# [Stated problem 1]
Rewrite everything from "IM: The winter" down to "in there somewhere." in the interview on seasonal guiding work, changing "glacier skills training" to "avalanche safety training".

# [Quoted text]
■ ■ ■

IW: How does your schedule vary season-to-season? (For example, Rock during the summer, snow/ice during the winter)

IM: The winter season in the Sierra usually starts in earnest at the end of December. Everyone has that week between Christmas and New Year's off and a lot of folks want to spend that time outside. So January, February, and March usually find me guiding ice climbing day trips and winter mountaineering overnights from two to five days in length, usually on Mount Whitney. Often there will be some glacier skills training thrown in there somewhere.


April is usually a little slower, which is nice because it's a great time for rock climbing here in the Eastern Sierra. I work as a guide at The Red Rock Rendezvous, a three-day climbing festival in Las Vegas, NV, and usually make a seven to ten day trip out of that. I'll usually guide one or two trips up Mount Whitney in the spring, which can be the nicest time to climb the Mountaineer's Route.

■ ■ ■

# [Items]
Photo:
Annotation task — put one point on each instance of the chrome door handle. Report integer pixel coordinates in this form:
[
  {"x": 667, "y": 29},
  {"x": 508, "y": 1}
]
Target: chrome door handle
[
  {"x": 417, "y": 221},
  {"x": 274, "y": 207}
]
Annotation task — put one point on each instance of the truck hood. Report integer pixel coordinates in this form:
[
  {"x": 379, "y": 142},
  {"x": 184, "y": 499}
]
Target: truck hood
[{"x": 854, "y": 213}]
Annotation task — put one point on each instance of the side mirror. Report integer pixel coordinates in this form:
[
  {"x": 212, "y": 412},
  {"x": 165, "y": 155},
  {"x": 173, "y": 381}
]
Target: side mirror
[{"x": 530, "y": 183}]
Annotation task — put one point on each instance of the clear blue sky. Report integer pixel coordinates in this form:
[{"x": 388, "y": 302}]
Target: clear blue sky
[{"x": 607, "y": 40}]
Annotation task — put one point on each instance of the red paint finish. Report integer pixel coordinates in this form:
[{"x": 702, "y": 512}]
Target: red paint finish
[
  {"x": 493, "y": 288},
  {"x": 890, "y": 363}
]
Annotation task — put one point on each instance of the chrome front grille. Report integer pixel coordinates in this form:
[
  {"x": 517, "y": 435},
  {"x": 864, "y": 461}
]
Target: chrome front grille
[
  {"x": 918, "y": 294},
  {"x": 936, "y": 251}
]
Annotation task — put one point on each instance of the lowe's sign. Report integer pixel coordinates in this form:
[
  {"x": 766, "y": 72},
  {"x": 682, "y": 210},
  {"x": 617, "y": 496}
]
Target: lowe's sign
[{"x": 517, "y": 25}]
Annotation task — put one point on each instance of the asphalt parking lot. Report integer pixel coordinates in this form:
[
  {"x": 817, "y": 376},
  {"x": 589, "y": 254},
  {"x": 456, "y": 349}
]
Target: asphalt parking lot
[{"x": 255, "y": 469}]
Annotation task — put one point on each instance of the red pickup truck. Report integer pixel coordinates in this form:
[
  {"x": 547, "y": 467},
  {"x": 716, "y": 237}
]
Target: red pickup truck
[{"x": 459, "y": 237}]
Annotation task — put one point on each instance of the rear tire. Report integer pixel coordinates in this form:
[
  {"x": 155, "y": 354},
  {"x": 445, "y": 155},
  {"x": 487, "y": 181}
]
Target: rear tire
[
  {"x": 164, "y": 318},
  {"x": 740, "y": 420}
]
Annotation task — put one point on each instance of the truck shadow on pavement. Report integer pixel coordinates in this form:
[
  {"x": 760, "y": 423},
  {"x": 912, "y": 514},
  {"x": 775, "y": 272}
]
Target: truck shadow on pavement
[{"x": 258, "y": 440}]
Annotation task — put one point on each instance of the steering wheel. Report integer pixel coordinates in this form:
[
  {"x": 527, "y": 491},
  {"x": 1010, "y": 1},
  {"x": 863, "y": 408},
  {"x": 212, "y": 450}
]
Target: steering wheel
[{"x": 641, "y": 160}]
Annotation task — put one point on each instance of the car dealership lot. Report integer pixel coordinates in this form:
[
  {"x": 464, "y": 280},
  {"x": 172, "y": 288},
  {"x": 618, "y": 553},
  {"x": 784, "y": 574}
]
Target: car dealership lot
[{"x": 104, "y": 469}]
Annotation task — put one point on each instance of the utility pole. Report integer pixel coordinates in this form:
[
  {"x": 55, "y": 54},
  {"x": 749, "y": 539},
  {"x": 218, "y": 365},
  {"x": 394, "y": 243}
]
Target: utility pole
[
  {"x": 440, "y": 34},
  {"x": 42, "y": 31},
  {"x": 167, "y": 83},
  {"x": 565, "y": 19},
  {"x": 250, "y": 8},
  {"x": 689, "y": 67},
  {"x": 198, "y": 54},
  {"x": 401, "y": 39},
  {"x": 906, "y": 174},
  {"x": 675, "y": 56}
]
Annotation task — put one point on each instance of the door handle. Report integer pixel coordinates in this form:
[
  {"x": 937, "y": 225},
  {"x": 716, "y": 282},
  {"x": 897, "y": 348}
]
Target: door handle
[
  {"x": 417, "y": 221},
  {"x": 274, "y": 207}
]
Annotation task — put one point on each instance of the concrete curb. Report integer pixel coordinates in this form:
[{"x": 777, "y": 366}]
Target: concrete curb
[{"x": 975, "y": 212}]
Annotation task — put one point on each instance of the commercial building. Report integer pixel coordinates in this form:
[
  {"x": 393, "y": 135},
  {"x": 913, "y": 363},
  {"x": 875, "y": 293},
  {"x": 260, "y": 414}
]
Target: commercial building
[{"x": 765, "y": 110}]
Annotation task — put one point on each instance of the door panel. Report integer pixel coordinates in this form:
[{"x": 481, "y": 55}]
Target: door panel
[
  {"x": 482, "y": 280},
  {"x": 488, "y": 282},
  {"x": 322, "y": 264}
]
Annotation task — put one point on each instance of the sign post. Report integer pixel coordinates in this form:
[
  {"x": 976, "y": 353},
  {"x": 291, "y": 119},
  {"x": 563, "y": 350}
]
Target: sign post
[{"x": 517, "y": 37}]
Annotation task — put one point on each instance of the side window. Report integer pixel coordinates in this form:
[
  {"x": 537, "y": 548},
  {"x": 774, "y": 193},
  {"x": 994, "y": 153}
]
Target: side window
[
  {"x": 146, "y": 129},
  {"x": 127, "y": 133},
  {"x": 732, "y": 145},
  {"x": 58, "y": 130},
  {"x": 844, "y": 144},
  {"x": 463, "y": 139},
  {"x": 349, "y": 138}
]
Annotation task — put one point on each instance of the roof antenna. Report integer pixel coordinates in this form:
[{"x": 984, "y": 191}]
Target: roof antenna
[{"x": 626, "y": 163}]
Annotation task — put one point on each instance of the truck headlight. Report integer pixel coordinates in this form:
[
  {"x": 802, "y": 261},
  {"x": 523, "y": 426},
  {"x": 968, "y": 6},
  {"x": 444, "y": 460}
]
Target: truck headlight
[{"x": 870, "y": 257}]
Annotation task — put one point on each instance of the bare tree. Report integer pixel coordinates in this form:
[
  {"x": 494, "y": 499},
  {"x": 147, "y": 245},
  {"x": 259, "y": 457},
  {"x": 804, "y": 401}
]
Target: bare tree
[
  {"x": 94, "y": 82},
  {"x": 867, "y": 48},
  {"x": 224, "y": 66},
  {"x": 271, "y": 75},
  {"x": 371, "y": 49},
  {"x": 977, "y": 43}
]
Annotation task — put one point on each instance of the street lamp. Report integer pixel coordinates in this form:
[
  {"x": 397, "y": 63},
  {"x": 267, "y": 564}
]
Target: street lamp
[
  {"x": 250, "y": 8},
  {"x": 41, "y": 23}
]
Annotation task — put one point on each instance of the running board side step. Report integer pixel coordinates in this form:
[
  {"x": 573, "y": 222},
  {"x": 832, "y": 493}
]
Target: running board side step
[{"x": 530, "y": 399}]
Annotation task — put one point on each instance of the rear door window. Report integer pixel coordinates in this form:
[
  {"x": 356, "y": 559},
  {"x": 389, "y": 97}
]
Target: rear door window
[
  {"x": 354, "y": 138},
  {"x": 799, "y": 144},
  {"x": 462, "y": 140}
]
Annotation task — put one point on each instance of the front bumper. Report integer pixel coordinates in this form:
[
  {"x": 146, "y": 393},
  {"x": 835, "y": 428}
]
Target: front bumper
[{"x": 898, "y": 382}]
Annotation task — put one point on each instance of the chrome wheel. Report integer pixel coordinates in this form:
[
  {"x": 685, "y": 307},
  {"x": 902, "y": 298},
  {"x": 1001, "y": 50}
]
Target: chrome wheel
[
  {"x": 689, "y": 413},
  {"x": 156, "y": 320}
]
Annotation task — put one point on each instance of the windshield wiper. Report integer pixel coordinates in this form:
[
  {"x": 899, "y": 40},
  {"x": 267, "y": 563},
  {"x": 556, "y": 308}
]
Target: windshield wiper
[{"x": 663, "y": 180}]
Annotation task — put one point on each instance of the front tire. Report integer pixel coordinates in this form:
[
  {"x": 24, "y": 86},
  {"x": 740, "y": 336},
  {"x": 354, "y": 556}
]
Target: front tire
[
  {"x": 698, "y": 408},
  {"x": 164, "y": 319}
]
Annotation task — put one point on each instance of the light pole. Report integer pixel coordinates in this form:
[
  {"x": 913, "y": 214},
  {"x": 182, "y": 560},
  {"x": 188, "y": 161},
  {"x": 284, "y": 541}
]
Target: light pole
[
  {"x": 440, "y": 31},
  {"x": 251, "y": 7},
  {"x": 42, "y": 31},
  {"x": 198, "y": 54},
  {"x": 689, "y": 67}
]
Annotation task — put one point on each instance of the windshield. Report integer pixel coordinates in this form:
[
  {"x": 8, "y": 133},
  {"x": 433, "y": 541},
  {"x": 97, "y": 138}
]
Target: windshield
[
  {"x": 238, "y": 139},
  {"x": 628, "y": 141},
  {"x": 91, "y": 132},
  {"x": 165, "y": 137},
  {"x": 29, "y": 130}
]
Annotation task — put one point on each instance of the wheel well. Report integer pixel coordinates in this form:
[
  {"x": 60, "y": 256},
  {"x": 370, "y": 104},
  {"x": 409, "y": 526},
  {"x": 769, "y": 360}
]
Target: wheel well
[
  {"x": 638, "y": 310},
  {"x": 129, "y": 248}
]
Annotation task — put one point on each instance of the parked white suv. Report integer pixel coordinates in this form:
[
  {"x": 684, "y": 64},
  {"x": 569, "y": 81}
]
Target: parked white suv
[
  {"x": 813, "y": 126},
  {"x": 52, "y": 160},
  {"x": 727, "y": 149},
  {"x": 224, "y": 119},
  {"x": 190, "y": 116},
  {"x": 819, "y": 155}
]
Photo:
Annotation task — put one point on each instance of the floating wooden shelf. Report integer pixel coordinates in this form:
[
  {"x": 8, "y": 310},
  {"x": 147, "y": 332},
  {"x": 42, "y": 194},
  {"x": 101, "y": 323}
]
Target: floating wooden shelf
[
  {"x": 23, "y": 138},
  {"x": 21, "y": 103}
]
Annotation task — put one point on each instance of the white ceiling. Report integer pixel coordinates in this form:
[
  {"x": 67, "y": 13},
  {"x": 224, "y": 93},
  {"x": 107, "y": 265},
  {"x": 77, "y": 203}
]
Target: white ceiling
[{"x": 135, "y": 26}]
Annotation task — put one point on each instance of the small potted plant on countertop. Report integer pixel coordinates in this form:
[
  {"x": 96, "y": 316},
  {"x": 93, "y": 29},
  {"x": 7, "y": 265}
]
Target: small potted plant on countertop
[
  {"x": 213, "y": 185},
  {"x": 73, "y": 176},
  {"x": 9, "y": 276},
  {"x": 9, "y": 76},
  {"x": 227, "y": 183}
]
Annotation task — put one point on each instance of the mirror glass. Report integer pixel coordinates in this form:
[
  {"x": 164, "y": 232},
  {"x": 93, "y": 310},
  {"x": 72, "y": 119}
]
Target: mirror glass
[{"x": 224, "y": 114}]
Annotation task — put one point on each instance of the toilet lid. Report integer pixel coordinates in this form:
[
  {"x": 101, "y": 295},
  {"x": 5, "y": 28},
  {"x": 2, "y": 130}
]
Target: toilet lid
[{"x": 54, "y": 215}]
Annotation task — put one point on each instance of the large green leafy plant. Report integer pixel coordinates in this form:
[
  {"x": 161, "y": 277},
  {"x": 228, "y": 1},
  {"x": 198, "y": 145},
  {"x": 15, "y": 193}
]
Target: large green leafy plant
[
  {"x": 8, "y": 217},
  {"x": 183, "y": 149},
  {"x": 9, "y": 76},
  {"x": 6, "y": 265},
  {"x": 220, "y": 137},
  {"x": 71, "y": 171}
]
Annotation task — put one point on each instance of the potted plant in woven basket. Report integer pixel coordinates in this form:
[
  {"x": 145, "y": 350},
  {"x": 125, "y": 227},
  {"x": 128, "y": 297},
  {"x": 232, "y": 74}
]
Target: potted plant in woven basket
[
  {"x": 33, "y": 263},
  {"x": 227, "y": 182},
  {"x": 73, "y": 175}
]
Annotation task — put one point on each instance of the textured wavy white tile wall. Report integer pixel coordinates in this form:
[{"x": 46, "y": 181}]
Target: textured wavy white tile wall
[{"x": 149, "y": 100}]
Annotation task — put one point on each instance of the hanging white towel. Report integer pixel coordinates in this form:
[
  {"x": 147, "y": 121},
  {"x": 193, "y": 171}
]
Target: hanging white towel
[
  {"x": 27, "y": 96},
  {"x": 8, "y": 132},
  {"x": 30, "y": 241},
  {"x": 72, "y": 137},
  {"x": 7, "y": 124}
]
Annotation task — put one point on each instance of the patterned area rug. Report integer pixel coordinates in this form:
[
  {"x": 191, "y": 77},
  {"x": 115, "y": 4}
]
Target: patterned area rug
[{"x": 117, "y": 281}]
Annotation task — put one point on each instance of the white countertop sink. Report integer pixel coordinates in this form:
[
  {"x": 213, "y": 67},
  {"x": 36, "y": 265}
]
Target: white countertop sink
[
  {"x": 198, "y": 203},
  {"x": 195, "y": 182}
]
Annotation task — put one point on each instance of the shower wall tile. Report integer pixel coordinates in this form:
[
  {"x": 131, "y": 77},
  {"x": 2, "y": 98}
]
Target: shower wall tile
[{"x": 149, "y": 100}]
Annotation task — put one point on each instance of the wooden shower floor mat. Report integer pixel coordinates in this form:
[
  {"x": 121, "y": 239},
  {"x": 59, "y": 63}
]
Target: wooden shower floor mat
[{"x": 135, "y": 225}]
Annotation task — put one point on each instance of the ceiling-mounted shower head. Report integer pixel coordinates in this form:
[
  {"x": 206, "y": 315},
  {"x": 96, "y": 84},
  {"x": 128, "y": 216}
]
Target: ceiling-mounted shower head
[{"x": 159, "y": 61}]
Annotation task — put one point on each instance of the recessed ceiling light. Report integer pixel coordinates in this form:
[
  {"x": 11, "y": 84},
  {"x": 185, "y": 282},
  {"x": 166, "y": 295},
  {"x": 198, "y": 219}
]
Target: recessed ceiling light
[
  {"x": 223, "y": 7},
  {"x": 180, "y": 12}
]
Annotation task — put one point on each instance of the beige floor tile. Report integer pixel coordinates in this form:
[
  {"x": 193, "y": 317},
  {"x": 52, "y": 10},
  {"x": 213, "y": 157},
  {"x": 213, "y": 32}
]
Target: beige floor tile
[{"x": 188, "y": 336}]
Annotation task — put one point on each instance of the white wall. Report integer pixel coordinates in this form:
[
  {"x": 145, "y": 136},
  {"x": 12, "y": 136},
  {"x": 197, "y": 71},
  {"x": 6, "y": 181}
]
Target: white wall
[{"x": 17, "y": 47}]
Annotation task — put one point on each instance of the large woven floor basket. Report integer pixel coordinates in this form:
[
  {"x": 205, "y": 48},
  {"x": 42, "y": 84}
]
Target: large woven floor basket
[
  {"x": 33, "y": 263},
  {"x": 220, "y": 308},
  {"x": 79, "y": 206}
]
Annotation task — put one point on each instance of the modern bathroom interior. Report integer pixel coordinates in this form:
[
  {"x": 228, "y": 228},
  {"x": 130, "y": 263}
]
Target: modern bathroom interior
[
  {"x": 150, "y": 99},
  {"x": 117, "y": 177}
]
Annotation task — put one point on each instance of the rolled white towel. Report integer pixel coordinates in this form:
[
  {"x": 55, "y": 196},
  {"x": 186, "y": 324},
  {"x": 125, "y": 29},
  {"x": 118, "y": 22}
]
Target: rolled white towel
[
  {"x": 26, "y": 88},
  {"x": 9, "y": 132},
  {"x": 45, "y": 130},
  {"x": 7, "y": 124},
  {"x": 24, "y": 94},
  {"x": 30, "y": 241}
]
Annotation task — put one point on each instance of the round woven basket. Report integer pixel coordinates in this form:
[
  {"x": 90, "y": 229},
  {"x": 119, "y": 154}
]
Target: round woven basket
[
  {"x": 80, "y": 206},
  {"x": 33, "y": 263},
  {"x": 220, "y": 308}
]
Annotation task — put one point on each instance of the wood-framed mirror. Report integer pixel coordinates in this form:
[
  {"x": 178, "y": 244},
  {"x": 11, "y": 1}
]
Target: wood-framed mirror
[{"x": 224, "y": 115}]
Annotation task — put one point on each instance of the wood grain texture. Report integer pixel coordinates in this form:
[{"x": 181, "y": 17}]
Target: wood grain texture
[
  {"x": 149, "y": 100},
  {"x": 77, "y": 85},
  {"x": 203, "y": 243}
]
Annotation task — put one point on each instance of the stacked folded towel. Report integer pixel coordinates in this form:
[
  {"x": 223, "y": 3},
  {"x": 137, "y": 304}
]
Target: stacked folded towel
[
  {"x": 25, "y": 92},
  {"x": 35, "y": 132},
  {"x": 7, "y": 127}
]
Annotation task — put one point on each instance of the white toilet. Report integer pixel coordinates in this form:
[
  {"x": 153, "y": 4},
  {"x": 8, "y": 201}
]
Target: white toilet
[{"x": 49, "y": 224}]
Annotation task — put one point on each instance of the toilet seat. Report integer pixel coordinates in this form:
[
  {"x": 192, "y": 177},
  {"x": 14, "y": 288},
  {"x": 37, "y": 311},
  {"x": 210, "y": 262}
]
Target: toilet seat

■ ■ ■

# [Stated problem 2]
Pull out every line of the records that contains the string "window". Case counts.

# [Written answer 1]
IM: The winter season in the Sierra usually starts in earnest at the end of December. Everyone has that week between Christmas and New Year's off and a lot of folks want to spend that time outside. So January, February, and March usually find me guiding ice climbing day trips and winter mountaineering overnights from two to five days in length, usually on Mount Whitney. Often there will be some avalanche safety training thrown in there somewhere.

# [Written answer 2]
Annotation task — put one point on each instance of the side window. Report integer pixel coordinates in this form:
Target: side window
Annotation task — put one point on each instance of the rear door window. Report integer pixel coordinates in this form:
Target: rear door window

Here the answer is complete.